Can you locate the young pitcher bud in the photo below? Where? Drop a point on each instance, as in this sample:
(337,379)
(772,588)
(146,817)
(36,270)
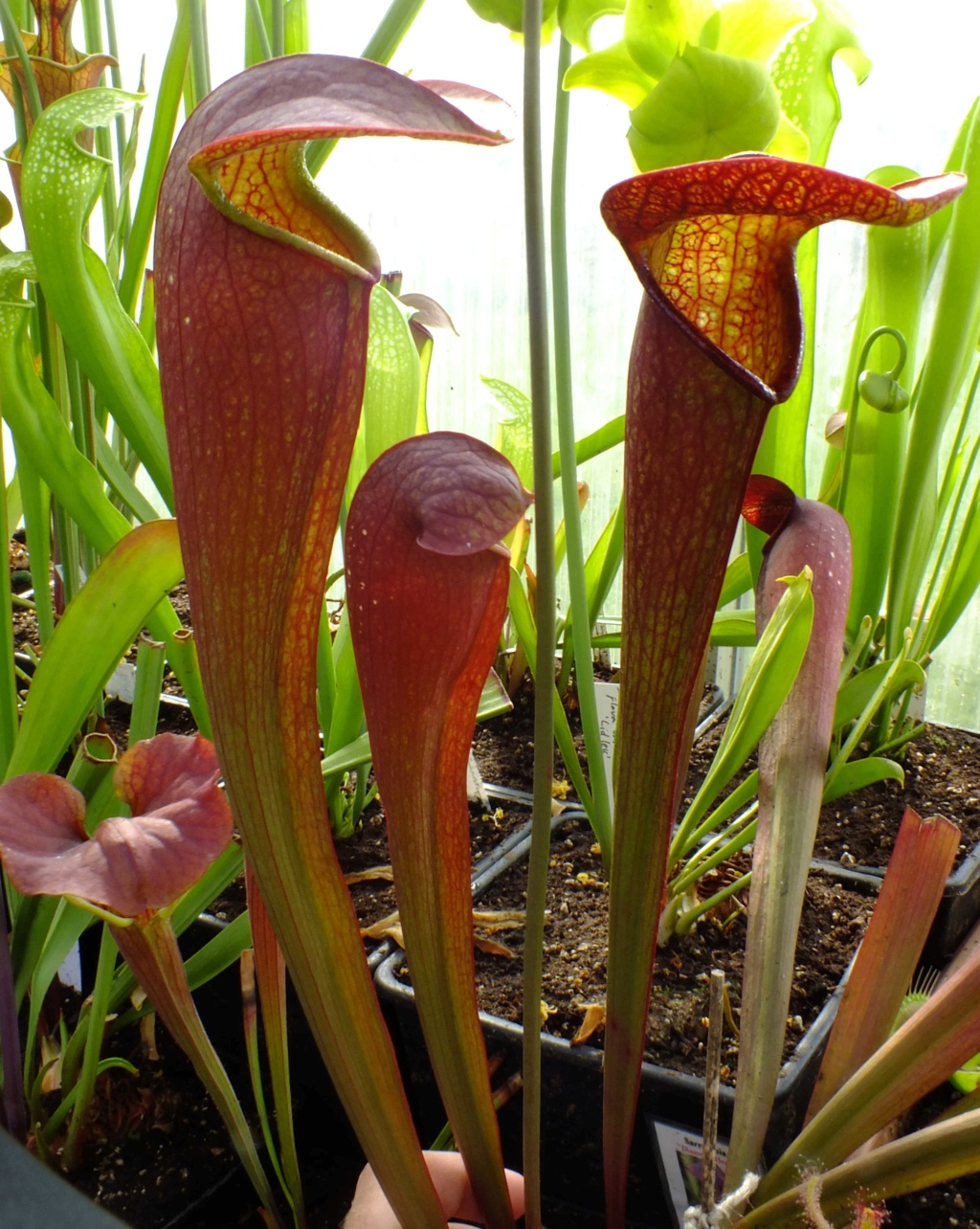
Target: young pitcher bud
(881,391)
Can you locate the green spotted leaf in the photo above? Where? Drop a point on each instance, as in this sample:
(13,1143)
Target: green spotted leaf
(803,74)
(706,106)
(515,433)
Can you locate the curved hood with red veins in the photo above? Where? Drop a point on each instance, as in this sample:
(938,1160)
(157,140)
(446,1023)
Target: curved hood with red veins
(719,342)
(263,293)
(181,822)
(423,552)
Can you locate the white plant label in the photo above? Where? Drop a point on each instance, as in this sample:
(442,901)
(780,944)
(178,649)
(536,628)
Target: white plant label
(607,701)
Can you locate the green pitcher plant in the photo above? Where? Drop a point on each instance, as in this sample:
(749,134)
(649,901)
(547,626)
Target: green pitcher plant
(719,342)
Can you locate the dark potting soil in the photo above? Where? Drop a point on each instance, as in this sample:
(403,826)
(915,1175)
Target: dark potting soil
(575,956)
(942,777)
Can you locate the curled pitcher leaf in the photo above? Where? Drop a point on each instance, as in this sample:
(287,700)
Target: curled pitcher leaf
(423,549)
(263,290)
(719,342)
(181,823)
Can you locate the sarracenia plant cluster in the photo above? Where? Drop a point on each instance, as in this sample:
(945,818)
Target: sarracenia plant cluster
(264,302)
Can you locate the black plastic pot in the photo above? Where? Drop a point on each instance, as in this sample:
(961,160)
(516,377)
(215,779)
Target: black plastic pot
(571,1112)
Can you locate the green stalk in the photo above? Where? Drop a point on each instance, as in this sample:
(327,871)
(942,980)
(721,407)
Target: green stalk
(936,1154)
(37,523)
(86,1084)
(545,735)
(581,628)
(150,660)
(259,31)
(94,42)
(165,122)
(381,47)
(13,44)
(251,1026)
(182,656)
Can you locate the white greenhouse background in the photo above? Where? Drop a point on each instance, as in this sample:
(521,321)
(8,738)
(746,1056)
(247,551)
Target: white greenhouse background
(452,217)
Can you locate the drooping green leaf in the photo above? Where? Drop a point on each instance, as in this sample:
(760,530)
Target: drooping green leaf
(423,545)
(614,72)
(896,293)
(508,12)
(733,630)
(705,106)
(737,579)
(858,692)
(77,282)
(390,390)
(576,18)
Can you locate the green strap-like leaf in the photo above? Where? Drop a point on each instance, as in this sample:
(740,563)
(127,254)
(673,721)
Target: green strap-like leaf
(92,636)
(705,106)
(858,773)
(514,434)
(768,682)
(60,185)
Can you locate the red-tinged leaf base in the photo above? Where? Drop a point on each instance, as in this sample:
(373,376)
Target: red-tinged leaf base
(263,299)
(719,342)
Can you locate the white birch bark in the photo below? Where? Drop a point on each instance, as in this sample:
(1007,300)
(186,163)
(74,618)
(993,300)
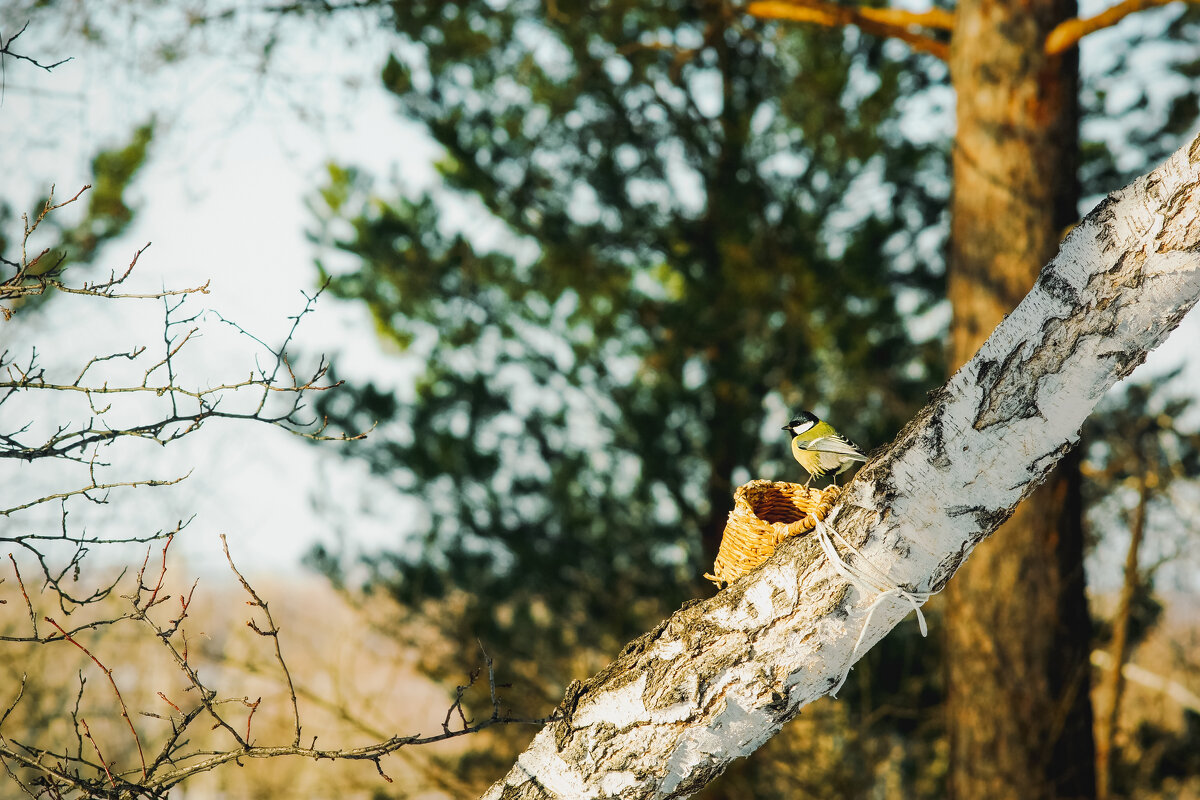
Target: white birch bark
(721,675)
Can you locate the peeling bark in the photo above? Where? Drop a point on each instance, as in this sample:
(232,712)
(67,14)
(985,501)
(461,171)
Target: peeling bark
(721,675)
(1017,627)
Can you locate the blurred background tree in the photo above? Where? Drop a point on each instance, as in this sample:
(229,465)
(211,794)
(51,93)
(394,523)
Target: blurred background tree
(703,226)
(683,222)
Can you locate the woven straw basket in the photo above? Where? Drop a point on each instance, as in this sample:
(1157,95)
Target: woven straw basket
(765,513)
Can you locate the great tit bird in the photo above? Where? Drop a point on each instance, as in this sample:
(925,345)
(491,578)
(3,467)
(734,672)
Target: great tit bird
(820,449)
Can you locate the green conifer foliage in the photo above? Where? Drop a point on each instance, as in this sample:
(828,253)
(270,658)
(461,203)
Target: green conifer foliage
(697,215)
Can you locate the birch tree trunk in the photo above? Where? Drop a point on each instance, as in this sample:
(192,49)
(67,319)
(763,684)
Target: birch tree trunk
(721,675)
(1018,632)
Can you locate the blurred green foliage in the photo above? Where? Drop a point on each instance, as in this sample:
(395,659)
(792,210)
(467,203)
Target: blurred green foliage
(695,223)
(679,223)
(107,211)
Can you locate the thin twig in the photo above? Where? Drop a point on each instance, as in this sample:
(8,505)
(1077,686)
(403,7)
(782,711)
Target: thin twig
(108,673)
(892,23)
(1068,32)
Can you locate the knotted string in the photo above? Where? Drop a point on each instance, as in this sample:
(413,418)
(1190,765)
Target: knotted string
(865,577)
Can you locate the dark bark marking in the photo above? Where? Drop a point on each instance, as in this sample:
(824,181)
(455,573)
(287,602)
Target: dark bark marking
(985,519)
(1182,202)
(936,439)
(1055,286)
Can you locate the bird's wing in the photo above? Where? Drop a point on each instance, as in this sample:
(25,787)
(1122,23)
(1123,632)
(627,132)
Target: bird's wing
(835,445)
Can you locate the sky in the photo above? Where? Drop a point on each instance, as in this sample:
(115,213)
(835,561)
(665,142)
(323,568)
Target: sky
(238,154)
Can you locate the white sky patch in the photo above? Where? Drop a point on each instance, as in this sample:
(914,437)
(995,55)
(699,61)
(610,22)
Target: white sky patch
(222,198)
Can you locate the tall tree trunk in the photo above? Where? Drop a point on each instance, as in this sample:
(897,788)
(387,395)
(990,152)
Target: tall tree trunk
(1114,680)
(1019,709)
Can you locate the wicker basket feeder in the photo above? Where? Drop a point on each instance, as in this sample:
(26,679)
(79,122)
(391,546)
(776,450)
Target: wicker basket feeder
(765,513)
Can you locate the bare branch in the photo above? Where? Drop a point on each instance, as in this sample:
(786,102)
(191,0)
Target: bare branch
(894,23)
(1068,32)
(125,711)
(271,631)
(6,49)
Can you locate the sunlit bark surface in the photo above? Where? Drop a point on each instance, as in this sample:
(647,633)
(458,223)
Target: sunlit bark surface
(1017,623)
(721,675)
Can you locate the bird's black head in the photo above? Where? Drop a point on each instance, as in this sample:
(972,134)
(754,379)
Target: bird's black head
(801,422)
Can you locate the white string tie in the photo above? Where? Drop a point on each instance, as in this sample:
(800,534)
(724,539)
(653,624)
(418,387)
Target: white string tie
(867,578)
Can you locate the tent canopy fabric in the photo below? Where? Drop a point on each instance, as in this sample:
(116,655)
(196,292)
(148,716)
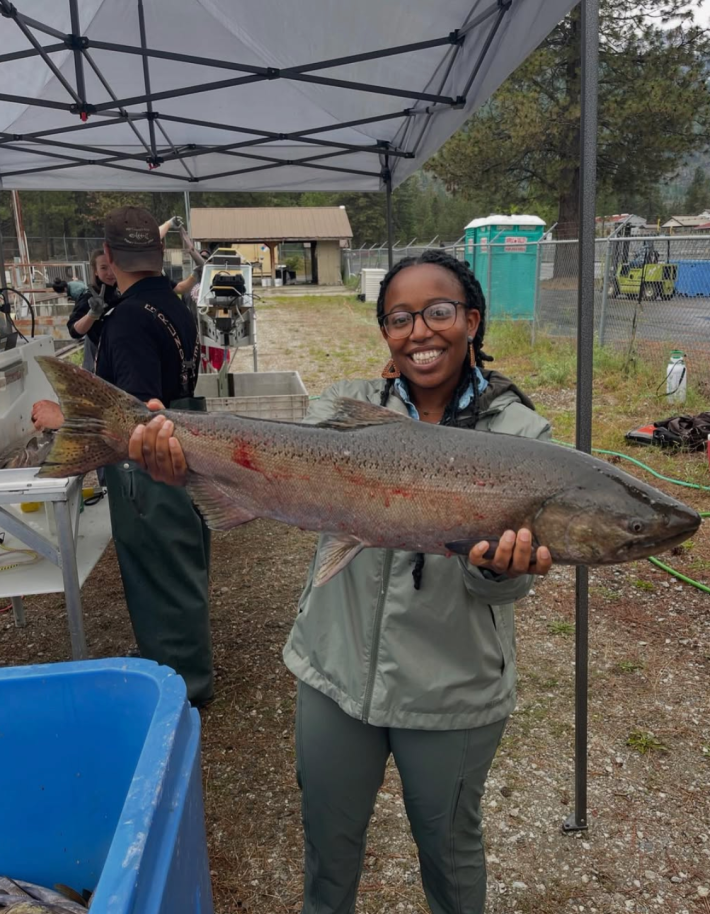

————

• **Task goal**: Put the stretch of the listing from the line containing "Can you locate the sunlit" through the end of the listing, both ends included, into a numbered list with blank lines omitted. Leave the pictures out of the answer.

• **Reply**:
1. Can you locate the sunlit bark surface in the photo above? Where? Drop a point on each instance, as in this sample:
2. (647,633)
3. (458,223)
4. Target: sunlit bark surface
5. (1017,623)
6. (721,675)
7. Can you locate the bird's black head in the photo above? Where? Drop a point on each instance, as in this sample:
8. (972,134)
9. (754,379)
10. Target: bird's black head
11. (801,422)
12. Can you locate the white string tie in the photo above? Where? Drop a point on each instance, as in this sample:
13. (800,534)
14. (724,539)
15. (653,624)
16. (418,387)
17. Target: white string tie
18. (867,578)
19. Can you locate the tent canopy fabric in the photo below? Where? Drop a point on each instance, as in this sample:
20. (116,655)
21. (196,292)
22. (148,716)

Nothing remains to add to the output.